[Point-per-instance localization data]
= Beginning of Section =
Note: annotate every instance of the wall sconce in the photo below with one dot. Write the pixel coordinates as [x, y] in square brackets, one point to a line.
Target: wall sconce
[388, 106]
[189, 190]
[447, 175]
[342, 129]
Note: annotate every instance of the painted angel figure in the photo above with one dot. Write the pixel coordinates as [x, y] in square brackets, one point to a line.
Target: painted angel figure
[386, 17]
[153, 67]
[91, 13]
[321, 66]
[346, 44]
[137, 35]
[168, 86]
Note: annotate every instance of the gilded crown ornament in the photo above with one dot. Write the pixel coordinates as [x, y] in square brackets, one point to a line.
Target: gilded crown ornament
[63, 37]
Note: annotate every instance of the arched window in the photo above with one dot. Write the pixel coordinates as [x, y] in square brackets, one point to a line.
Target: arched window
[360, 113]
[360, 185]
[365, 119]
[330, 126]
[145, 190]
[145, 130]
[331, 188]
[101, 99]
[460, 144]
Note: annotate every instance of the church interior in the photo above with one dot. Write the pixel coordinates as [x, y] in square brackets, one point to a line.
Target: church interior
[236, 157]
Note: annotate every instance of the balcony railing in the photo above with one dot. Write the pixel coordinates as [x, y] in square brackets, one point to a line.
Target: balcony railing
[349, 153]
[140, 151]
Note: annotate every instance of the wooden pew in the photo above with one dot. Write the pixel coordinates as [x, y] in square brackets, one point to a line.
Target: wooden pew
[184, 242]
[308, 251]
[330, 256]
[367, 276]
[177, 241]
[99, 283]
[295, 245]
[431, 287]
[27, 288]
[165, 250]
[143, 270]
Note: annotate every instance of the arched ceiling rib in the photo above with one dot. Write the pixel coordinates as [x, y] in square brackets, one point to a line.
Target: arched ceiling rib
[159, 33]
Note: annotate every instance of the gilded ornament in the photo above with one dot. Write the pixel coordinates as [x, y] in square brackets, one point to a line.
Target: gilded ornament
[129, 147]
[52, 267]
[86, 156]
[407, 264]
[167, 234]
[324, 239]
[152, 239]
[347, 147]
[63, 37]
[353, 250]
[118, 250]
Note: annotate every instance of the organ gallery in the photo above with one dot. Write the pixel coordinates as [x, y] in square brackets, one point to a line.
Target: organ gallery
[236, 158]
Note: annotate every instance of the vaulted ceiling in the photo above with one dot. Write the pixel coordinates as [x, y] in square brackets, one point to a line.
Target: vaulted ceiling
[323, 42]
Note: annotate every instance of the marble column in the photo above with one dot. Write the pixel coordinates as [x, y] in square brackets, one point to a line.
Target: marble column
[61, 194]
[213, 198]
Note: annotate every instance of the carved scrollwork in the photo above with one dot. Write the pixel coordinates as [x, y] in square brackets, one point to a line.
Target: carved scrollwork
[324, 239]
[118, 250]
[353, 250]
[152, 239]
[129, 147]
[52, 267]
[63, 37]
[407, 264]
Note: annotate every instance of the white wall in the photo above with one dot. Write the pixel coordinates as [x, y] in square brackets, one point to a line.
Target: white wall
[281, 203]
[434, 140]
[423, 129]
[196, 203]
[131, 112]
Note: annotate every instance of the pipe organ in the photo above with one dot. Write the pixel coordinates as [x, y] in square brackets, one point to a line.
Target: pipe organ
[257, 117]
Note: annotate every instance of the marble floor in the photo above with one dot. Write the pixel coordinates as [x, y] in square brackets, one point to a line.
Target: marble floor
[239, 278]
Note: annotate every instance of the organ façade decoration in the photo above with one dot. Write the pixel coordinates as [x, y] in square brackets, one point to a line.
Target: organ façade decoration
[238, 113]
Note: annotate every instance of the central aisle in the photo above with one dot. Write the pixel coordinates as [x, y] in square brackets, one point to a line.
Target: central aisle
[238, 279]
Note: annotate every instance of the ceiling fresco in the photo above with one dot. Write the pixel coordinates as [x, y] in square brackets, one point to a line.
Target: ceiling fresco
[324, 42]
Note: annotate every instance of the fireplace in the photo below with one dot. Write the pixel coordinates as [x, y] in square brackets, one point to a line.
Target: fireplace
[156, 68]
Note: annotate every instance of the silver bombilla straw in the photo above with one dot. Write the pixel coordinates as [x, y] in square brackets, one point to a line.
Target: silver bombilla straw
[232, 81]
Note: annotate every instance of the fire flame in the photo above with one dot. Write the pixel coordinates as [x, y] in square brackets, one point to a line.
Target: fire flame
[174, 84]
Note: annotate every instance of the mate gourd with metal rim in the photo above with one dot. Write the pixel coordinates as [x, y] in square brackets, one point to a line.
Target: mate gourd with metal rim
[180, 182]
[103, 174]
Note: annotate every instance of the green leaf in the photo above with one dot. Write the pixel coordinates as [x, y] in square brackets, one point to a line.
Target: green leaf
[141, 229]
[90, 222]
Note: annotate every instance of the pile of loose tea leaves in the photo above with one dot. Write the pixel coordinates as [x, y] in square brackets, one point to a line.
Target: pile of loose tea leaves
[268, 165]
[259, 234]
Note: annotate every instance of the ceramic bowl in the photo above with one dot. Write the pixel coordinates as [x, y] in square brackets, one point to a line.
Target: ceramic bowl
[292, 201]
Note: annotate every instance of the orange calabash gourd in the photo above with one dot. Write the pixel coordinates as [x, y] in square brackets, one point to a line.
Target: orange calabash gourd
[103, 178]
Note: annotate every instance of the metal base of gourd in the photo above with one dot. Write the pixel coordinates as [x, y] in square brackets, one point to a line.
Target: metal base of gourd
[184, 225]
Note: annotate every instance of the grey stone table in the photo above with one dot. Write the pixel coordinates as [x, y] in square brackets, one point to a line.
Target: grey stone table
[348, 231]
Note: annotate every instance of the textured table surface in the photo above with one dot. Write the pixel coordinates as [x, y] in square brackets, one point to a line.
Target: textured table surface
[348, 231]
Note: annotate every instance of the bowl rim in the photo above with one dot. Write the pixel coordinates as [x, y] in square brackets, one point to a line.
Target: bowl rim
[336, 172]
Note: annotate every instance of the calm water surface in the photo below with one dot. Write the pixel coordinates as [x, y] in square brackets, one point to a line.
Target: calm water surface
= End of Section =
= Beginning of Section =
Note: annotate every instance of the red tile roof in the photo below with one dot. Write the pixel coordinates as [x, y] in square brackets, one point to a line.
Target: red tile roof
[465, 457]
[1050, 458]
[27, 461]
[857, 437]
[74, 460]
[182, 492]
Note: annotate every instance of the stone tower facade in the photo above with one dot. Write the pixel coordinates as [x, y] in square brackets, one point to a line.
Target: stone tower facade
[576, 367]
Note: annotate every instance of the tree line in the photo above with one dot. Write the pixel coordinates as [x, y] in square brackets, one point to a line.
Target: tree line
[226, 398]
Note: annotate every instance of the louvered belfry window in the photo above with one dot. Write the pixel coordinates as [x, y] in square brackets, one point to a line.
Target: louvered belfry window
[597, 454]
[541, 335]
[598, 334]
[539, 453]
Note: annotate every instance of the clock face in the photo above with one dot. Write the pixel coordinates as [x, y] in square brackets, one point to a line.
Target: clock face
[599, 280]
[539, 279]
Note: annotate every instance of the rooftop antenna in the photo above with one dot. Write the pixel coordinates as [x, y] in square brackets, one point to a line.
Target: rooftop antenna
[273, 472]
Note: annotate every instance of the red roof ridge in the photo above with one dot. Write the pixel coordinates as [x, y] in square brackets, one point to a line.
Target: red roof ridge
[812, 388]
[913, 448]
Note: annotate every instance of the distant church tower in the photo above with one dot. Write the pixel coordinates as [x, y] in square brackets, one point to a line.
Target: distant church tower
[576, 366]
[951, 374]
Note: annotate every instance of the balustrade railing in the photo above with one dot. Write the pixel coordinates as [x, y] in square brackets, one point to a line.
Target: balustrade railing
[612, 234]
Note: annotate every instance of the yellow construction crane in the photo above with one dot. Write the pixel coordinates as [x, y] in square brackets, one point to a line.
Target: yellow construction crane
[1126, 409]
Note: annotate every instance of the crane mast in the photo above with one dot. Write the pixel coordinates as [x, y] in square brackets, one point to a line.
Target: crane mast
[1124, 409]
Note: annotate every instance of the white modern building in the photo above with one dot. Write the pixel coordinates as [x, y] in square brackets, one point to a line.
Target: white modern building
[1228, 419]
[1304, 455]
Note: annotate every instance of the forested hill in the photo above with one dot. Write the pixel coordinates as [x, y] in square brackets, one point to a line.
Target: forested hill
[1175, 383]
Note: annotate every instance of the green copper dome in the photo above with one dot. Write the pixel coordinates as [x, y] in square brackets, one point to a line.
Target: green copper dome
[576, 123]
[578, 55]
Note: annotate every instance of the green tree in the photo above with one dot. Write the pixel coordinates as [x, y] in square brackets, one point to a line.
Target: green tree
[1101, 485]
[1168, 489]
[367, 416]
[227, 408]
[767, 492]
= End of Section =
HOW TO COMPLETE THIS TASK: Write down how many lines of the data above carry the word "below". Nothing else belongs in the answer.

RESULT OF THIS TASK: 4